Reproduce every line of the records below, from the line containing "the white wall" down to the end of the records, changing only the coordinates in the answers. Multiply each coordinate by 0.45 and round it to a whole number, with halves rounded up.

▼

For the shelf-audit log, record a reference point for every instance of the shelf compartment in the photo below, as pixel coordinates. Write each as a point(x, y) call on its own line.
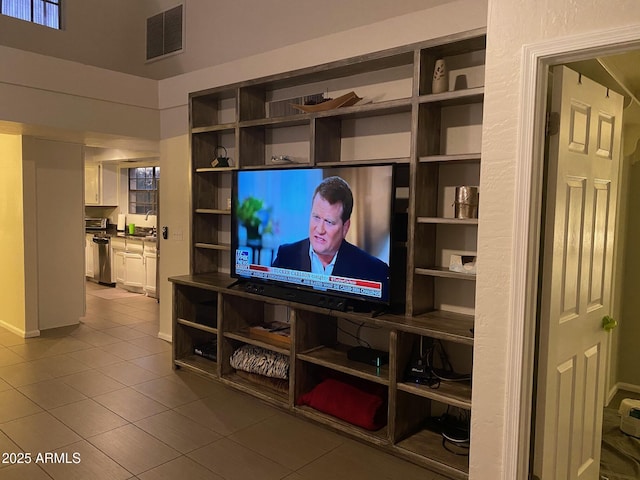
point(213, 108)
point(198, 364)
point(335, 358)
point(259, 144)
point(261, 390)
point(243, 336)
point(440, 324)
point(378, 437)
point(388, 107)
point(456, 97)
point(457, 394)
point(425, 447)
point(198, 326)
point(443, 272)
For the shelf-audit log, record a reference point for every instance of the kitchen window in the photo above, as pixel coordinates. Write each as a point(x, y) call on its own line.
point(143, 189)
point(42, 12)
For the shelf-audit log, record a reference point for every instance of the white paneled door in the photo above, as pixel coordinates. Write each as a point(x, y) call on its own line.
point(580, 217)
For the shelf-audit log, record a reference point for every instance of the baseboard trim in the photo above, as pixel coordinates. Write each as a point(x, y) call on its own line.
point(20, 332)
point(629, 387)
point(166, 337)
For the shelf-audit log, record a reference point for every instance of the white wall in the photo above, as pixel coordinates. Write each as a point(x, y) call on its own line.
point(113, 34)
point(511, 25)
point(64, 99)
point(12, 284)
point(55, 254)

▲

EXERCISE RESPONSE -
For the shelf-audit log, record a reference point for every instance of the white wall in the photo above, as pixel coordinates. Write each as a point(x, y) call on its own line.
point(51, 15)
point(230, 11)
point(29, 45)
point(5, 128)
point(25, 114)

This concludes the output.